**Source text:**
>> Begin

[<prev] [next>] [<thread-prev] [thread-next>] [day] [month] [year] [list]
Message-Id: <200709281010.28086.nickpiggin@yahoo.com.au>
Date: Fri, 28 Sep 2007 10:10:27 +1000
From: Nick Piggin <nickpiggin@...oo.com.au>
To: Mathieu Desnoyers <mathieu.desnoyers@...ymtl.ca>
Cc: Ingo Molnar <mingo@...e.hu>,
Andrew Morton <akpm@...ux-foundation.org>,
Fengguang Wu <wfg@...l.ustc.edu.cn>,
hirofumi@...l.parknet.co.jp, galak@...nel.crashing.org,
zaitcev@...hat.com, greg@...ah.com,
Linus Torvalds <torvalds@...ux-foundation.org>,
linux-kernel@...r.kernel.org
Subject: Re: [PATCH] writeback: remove unnecessary wait in throttle_vm_writeout()
On Saturday 29 September 2007 02:23, Mathieu Desnoyers wrote:
> * Ingo Molnar (mingo@...e.hu) wrote:
> > * Andrew Morton <akpm@...ux-foundation.org> wrote:
> > > This is a pretty major bugfix.
> > >
> > > GFP_NOIO and GFP_NOFS callers should have been spending really large
> > > amounts of time stuck in that sleep.
> > >
> > > I wonder why nobody noticed this happening. Either a) it turns out
> > > that kswapd is doing a good job and such callers don't do direct
> > > reclaim much or b) nobody is doing any in-depth kernel
> > > instrumentation.
> >
> > [ Oh, it's Friday already, so soapbox time i guess. The easily offended
> > please skip this mail ;-) ]
> >
> > People _have_ noticed, and we often ignored them. I can see four
> > fundamental, structural problems:
> >
> > 1) A certain lack of competitive pressure. An MM is too complex and
> > there is no "better Linux MM" to compare against objectively. The
> > BSDs are way too different and it's easy to dismiss even objective
> > comparisons due to the real complexity of the differences. Heck,
> > 2.6.9 is "way too different" and we routinely reject bugreports from
> > such old kernels and lose vital feedback.

>> End

**Set task:**
In the mailing-list message above, which kernel version is said to be "way too different," causing its bug reports to be routinely rejected?

**Dataset records:**
>> Begin

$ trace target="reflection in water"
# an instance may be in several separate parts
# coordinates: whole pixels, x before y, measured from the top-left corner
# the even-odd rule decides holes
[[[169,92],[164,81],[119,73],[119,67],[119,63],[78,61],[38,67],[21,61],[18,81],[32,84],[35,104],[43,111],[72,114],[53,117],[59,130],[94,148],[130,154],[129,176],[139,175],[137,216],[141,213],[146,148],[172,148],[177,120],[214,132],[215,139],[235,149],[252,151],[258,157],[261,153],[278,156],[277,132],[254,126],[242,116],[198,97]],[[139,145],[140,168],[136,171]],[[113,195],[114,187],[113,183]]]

>> End

**Complete response:**
Kernel 2.6.9.